**Extracted data entries:**
+ + + + + + +
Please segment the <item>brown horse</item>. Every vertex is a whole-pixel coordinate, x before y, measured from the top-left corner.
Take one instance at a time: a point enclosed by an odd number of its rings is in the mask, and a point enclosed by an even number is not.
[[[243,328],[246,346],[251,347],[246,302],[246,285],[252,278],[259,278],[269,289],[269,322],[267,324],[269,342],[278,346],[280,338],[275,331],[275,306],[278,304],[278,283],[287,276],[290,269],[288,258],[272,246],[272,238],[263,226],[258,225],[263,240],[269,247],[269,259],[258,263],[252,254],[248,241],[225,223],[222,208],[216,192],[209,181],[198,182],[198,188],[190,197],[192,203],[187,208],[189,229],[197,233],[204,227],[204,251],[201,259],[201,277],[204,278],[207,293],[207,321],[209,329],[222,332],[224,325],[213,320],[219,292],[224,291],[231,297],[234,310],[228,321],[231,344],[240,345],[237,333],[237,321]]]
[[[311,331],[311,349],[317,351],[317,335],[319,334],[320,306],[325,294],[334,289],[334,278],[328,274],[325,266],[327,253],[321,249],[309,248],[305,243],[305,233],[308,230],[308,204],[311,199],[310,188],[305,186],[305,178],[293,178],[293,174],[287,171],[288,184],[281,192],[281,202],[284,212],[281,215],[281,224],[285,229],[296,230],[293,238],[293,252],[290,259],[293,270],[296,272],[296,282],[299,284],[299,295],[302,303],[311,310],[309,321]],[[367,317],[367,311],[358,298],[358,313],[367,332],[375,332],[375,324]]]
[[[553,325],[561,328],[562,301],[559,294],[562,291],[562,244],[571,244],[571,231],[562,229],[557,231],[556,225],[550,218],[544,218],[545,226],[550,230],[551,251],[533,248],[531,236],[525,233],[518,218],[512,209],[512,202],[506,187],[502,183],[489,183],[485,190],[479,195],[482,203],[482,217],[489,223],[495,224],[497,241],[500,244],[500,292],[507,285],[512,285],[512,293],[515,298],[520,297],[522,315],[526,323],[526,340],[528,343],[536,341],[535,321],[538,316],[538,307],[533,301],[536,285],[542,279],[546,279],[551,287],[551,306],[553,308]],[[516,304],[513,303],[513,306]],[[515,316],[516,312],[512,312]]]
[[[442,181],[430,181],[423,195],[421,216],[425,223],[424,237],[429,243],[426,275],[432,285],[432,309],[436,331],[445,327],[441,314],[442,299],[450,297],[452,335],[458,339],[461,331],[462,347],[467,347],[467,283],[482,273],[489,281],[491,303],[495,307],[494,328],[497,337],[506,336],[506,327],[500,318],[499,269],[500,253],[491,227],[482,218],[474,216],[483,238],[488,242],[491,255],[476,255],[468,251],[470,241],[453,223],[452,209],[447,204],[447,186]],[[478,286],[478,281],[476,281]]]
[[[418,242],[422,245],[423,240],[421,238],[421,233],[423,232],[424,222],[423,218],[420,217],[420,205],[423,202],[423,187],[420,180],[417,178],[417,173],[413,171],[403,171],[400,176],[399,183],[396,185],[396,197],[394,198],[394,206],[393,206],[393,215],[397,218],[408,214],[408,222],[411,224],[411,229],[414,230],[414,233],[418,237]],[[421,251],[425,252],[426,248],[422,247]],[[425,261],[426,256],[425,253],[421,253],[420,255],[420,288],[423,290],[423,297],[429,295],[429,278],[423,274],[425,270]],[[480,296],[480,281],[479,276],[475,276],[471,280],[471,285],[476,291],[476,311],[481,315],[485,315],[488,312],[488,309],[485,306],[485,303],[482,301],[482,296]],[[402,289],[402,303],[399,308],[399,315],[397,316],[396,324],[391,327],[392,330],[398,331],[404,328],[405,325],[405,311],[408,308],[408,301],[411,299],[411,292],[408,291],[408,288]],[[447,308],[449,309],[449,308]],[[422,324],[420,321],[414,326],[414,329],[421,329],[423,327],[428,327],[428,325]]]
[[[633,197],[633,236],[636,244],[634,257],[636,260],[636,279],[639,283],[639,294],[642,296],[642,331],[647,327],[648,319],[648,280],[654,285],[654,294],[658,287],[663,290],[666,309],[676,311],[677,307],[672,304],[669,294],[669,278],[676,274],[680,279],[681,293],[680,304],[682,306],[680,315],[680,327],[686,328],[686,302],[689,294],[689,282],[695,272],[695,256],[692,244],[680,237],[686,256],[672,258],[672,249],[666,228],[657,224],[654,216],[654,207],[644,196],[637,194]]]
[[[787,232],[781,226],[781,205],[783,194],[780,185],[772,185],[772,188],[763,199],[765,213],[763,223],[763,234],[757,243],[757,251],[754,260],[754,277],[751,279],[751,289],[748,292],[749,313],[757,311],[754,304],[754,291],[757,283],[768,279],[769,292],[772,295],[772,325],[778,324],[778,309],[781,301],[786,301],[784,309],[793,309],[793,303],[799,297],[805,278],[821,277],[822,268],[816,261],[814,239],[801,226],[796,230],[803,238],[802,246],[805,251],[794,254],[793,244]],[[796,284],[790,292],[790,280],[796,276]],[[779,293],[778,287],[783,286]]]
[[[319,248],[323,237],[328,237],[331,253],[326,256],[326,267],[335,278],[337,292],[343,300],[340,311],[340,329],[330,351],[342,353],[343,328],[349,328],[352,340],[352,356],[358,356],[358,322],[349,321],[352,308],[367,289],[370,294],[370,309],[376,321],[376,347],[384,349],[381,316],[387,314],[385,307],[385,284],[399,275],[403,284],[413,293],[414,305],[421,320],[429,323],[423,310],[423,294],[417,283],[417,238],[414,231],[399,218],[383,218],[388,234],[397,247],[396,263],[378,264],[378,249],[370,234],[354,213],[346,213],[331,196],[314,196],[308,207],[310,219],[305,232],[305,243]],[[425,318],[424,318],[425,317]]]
+ + + + + + +
**Work request:**
Transcribe every line of the data, exactly as it stands.

**Output below:**
Please segment the <item>brown horse</item>. Every vertex is a whole-pixel coordinate, x before y, measured from the top-left corner.
Take one instance at a time: a point enclosed by an odd number of its rings is in the mask, and a point enclosed by an even number is not.
[[[243,328],[246,346],[251,347],[246,302],[246,285],[252,278],[259,278],[269,289],[269,322],[267,324],[269,342],[278,346],[280,338],[275,331],[275,306],[278,304],[278,283],[287,276],[290,269],[288,258],[272,246],[272,238],[263,226],[258,225],[263,240],[269,247],[269,259],[258,263],[252,254],[248,241],[225,223],[222,208],[216,192],[209,181],[198,182],[198,188],[190,197],[192,203],[187,208],[189,229],[197,233],[204,227],[204,251],[201,259],[201,277],[204,278],[207,293],[207,321],[209,329],[222,332],[224,325],[213,320],[219,292],[224,291],[231,297],[234,310],[228,321],[231,344],[240,345],[237,333],[237,321]]]
[[[311,331],[311,349],[317,351],[317,335],[319,334],[320,306],[325,294],[334,289],[334,278],[328,274],[325,266],[327,253],[321,249],[309,248],[305,243],[305,233],[308,230],[308,204],[311,199],[310,188],[305,186],[305,178],[293,178],[293,174],[287,171],[288,184],[281,192],[281,202],[284,212],[281,215],[281,224],[285,229],[296,230],[293,238],[293,252],[290,259],[293,270],[296,272],[296,282],[299,284],[299,295],[302,303],[311,310],[309,321]],[[367,317],[367,311],[358,298],[358,313],[367,332],[375,332],[375,324]]]
[[[553,325],[561,328],[562,301],[559,294],[562,291],[562,244],[571,244],[571,231],[562,229],[557,231],[556,225],[550,218],[544,218],[545,226],[550,230],[551,251],[533,248],[531,236],[525,233],[518,218],[512,209],[512,202],[506,187],[502,183],[489,183],[485,190],[479,195],[482,203],[482,217],[489,223],[495,224],[497,241],[500,244],[500,292],[507,285],[512,285],[512,293],[515,298],[520,297],[522,315],[526,323],[526,340],[528,343],[536,341],[535,321],[538,316],[538,307],[533,301],[536,285],[542,279],[546,279],[551,287],[551,306],[553,308]],[[516,304],[513,303],[513,306]],[[515,316],[516,312],[512,312]]]
[[[442,181],[430,181],[423,195],[421,216],[425,223],[424,237],[429,243],[426,275],[432,285],[432,309],[436,331],[445,327],[441,314],[442,299],[450,297],[452,335],[458,339],[461,331],[462,347],[467,347],[467,283],[482,273],[489,281],[491,303],[495,307],[494,328],[497,337],[506,336],[506,327],[500,318],[499,269],[500,253],[491,227],[482,218],[474,216],[483,238],[488,242],[491,255],[476,255],[468,251],[470,241],[453,223],[452,209],[447,204],[447,186]],[[478,286],[478,281],[476,281]]]
[[[418,242],[422,245],[423,240],[421,238],[421,233],[423,232],[424,222],[423,218],[420,217],[420,205],[423,202],[423,187],[420,180],[417,178],[417,173],[413,171],[403,171],[400,176],[399,183],[396,185],[396,197],[394,198],[394,206],[393,206],[393,215],[397,218],[408,214],[408,222],[411,224],[411,229],[414,230],[414,233],[418,237]],[[421,251],[425,252],[426,248],[422,247]],[[425,261],[426,256],[425,253],[421,253],[420,255],[420,288],[423,290],[423,297],[429,295],[429,278],[423,274],[425,270]],[[480,296],[480,281],[479,276],[475,276],[471,280],[471,285],[476,291],[476,311],[481,315],[485,315],[488,312],[488,309],[485,306],[485,303],[482,301],[482,296]],[[402,289],[402,303],[399,308],[399,315],[397,316],[396,324],[391,327],[392,330],[398,331],[404,328],[405,325],[405,311],[408,308],[408,301],[411,299],[411,292],[408,291],[408,288]],[[447,308],[449,309],[449,308]],[[422,324],[420,321],[414,326],[414,329],[421,329],[423,327],[428,327],[428,325]]]
[[[633,197],[633,236],[636,244],[634,257],[636,260],[636,279],[639,283],[639,294],[642,296],[642,331],[647,327],[648,319],[648,280],[654,285],[654,294],[658,287],[663,290],[666,309],[676,311],[677,307],[672,304],[669,294],[669,278],[676,274],[680,279],[681,293],[680,304],[682,306],[680,315],[680,327],[686,328],[686,302],[689,294],[689,282],[695,272],[695,256],[692,244],[680,237],[686,256],[672,258],[672,249],[666,228],[657,224],[654,216],[654,207],[644,196],[637,194]]]
[[[787,232],[781,226],[781,205],[783,194],[780,185],[772,185],[772,188],[763,199],[765,213],[763,223],[763,234],[757,243],[757,251],[754,260],[754,277],[751,279],[751,289],[748,292],[749,313],[757,311],[754,304],[754,291],[757,283],[768,279],[769,292],[772,295],[772,325],[778,324],[778,309],[781,301],[786,301],[784,309],[793,309],[793,303],[799,297],[805,278],[821,277],[822,268],[816,261],[814,239],[801,226],[796,230],[803,238],[802,246],[805,251],[794,254],[793,244]],[[796,284],[790,292],[790,280],[796,276]],[[779,293],[778,287],[783,286]]]
[[[319,248],[323,237],[328,237],[331,253],[326,256],[326,267],[335,278],[337,292],[343,300],[340,311],[340,329],[330,351],[342,353],[343,328],[349,328],[352,340],[352,356],[358,356],[358,322],[349,321],[352,308],[367,289],[370,294],[370,309],[376,321],[376,347],[384,349],[381,316],[387,314],[385,307],[385,284],[399,275],[403,284],[413,293],[414,305],[421,320],[429,323],[423,310],[423,294],[417,283],[417,238],[414,231],[399,218],[383,218],[388,234],[397,247],[396,263],[378,264],[378,249],[370,234],[354,213],[346,213],[331,196],[314,196],[308,207],[310,219],[305,232],[305,243]],[[425,318],[424,318],[425,317]]]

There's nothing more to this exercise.